(Beginning of Data for processing)

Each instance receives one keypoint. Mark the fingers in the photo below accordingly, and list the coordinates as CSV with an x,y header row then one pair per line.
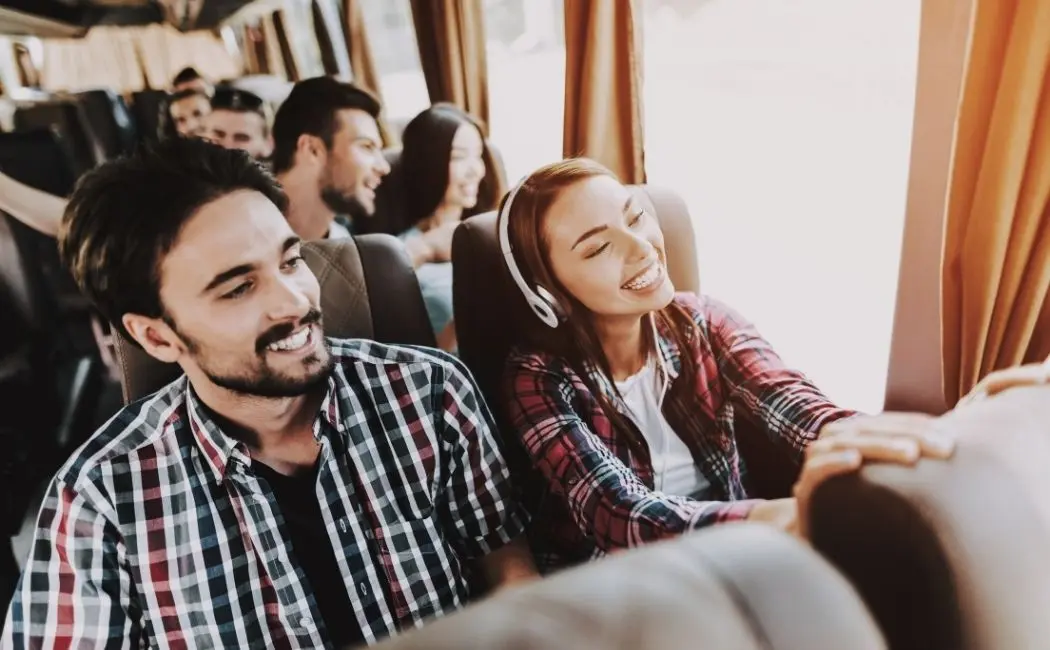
x,y
868,448
823,466
912,430
994,383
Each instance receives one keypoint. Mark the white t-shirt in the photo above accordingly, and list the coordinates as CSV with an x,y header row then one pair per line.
x,y
674,470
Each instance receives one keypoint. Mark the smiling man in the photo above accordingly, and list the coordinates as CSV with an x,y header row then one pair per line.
x,y
328,154
290,490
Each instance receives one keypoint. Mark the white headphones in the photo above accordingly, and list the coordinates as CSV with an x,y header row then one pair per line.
x,y
543,303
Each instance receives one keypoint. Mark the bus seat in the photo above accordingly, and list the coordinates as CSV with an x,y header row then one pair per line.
x,y
741,586
67,118
369,290
391,215
109,120
952,554
37,158
150,111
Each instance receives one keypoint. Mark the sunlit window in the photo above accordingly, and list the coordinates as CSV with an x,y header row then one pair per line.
x,y
526,81
786,127
298,15
392,38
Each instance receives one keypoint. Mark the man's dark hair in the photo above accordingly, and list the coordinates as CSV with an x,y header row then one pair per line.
x,y
125,215
185,76
311,109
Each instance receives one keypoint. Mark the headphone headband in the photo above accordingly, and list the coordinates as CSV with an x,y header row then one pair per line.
x,y
541,301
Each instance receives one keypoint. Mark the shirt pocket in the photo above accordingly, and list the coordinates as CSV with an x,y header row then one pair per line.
x,y
422,573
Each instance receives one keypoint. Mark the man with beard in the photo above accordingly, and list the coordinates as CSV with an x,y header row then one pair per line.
x,y
328,154
288,491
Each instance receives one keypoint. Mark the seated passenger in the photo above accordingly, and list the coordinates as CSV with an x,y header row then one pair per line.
x,y
190,79
443,165
188,109
239,120
627,395
328,154
999,381
271,497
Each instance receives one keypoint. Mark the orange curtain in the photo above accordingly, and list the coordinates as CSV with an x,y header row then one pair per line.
x,y
996,257
361,62
285,44
450,35
274,51
603,85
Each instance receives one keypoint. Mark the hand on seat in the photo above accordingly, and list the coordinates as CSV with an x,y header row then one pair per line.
x,y
844,446
1031,374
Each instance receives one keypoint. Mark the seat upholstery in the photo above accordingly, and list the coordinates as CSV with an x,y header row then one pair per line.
x,y
110,122
149,110
738,586
488,309
38,158
952,554
68,119
369,290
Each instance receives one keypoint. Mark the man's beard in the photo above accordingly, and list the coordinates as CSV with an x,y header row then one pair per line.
x,y
343,204
259,379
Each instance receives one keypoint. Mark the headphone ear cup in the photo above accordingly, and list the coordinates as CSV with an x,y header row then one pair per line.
x,y
555,307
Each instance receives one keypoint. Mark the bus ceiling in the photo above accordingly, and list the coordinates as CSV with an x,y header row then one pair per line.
x,y
72,18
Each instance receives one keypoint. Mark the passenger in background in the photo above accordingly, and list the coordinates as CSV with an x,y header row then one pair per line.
x,y
188,110
443,165
266,491
239,120
627,396
190,79
328,154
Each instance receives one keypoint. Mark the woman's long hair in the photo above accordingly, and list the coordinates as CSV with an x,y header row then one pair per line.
x,y
425,154
575,339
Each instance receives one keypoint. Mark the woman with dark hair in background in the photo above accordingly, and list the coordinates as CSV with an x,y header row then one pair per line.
x,y
447,171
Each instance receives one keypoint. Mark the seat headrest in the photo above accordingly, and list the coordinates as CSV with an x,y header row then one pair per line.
x,y
740,586
109,121
38,158
952,553
488,306
369,290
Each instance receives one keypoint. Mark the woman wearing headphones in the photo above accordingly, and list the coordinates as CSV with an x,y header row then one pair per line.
x,y
626,395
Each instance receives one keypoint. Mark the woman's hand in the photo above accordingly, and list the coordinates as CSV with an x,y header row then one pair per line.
x,y
845,445
1031,374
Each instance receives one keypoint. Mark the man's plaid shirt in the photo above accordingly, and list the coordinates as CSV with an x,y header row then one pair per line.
x,y
156,532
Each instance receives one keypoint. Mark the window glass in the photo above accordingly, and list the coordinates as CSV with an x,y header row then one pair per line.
x,y
392,38
786,127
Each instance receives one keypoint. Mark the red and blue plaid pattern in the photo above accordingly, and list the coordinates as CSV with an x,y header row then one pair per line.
x,y
599,495
156,532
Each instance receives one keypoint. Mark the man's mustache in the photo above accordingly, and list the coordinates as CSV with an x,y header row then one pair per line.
x,y
285,330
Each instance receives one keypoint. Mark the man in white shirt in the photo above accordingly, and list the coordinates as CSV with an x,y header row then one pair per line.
x,y
328,155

(End of Data for processing)

▶ **Your instructions**
Retype each entry above character for character; pictures stay out.

▶ **Exercise answer**
Each instance receives one keypoint. Mark the fingers in the photo below accordingly, and list the coordinates as CSV with an x,y header row then one pair per line.
x,y
868,448
823,466
912,430
994,383
Each instance receives one keypoint. Mark the white t-shirt in the photo above accordingly, and list the coordinates as CSV with an x,y header row then one pair per line.
x,y
674,470
Each instance receives one keypoint. Mark the smiling man in the photo above accordingly, and list the coordinates as CSV with an x,y header row then one pair per line.
x,y
328,154
290,490
Each instance receives one keypoint. Mark the white headphones in the photo above accordingly, and list the coordinates as CSV with an x,y header row then one pair per line.
x,y
543,303
Each instance receives one keypoint. Mark the bus seat in the photo above accordingly, and list the coordinates as CSV with an x,y header row then one pair per line.
x,y
741,586
67,118
369,290
391,215
109,120
952,554
37,158
150,111
Each instance receives one keypoint. Mark the sunlit window in the photo above accordingly, and list the coordinates as CSV with an x,y header row then one pair per line.
x,y
526,81
786,127
298,15
392,38
Each instance receives one keypoint. Mark the man's dark hair in the photo above accordingly, and list the coordinates as CSV with an x,y header row then one pair per line.
x,y
125,215
185,76
311,109
Each instance receives one keypoint. Mark the headphone headband in the photo above accordingly, and list the coordinates as CSV with an x,y header row then one pair per line.
x,y
541,301
Each instance receives one keypoint. Mark the shirt pocket in the photo above accordingly, and list the coordinates as CSV with an x,y header row then one pair per line.
x,y
422,573
Each instance receives one keypoint. Mark the man with beard in the photo above accordingly, and list the coordinates as CSV with an x,y header row then one pair per line.
x,y
328,154
288,491
Each instance receives one keypoint. Mark the seated passenger in the photo above accordingly, and list the coordinates as CSV with an x,y header row then one pair per line.
x,y
190,79
443,165
188,109
239,120
627,395
328,154
999,381
271,497
Each instance receives one keypoint. Mark the orange curtain in the photo above accordingly, and list the coordinates as CSV with an x,y header row then one pair per line.
x,y
996,257
361,62
285,44
450,35
274,51
603,85
Each instance receives one keypoint. Mark the hand on seat in the photo above accordingly, and list the coordinates as CSV with an x,y header row then one pair per line.
x,y
844,446
1031,374
Each instance receives one keypoint. Mark the seat upholstery in the photo above accordingly, and list the coordinates as CSV with an x,y header row then one pair per line.
x,y
110,122
149,110
738,586
488,309
38,158
952,554
68,119
369,290
Each instance receives one keypoint. Mark the man's beard in the photo above accordingly, and list the coordinates as CSV with an x,y header row then one pair per line.
x,y
343,204
259,379
Each instance receives one keypoint. Mark the headphone ear cup in the photo above accordingly, and list the coordinates as CSV with an x,y header row then one pair per line.
x,y
555,307
Each instance receives one keypoint. Mark the bus ceiling in the photo above accordingly, and list the coordinates as CSV with an x,y header row then one pair per line.
x,y
72,18
Each instance receives one keypoint. Mark the passenger in background in the photo above accordingly, and list the coordinates as CSV with an x,y header row then one pair per line.
x,y
188,110
443,165
266,491
239,120
627,396
190,79
328,154
Each instance receives one keypoint. Mark the woman's long hair in the photo above accordingly, and list the coordinates as CSV with an x,y header row then one pair per line.
x,y
425,154
575,339
Each instance receives one keypoint. Mark the woman with dark hair in background in the photo above accordingly, and list the coordinates as CSV with an x,y header row then one pair per line.
x,y
447,171
Each instance receives one keypoint. Mark the seat headrest in the photo above accordingly, and list the coordinates as CSV with an x,y header row then one pair per line.
x,y
740,586
109,121
38,158
952,553
488,306
369,290
Each instance receives one keypoint. Mark the woman wearing headphones in the photo above accordingly, and list the coordinates as CSV with an x,y header row then one pair per line.
x,y
626,395
Each instance receives one keypoint. Mark the woman's hand in the photo above accordingly, and list the coordinates as CSV with an x,y header row then one pair per line.
x,y
845,445
1031,374
Each instance receives one keypoint. Mark the man's plaid shirt in the photo above accordingly, and list the coordinates as CSV with an x,y header row then one pair per line.
x,y
156,532
Each instance receives one keypoint. Mark the window glass in the photo above accordingly, and list the coordinates as CSV with an x,y header row then one pair per line.
x,y
392,38
786,127
Each instance receives one keypoint. Mark the red and blue plaid pattern in the photo above accordingly, and list the coordinates as CSV with an x,y header row then one pair per line.
x,y
599,495
156,532
Each instance receives one keypoint. Mark the man's mustache in the photo above accordingly, and list the coordinates as CSV with an x,y header row then one pair per line.
x,y
285,330
Each instance receives one keypoint. Mark the man in white shirt in the photo above accordingly, and list the coordinates as CSV with an x,y header row then one pair per line.
x,y
328,155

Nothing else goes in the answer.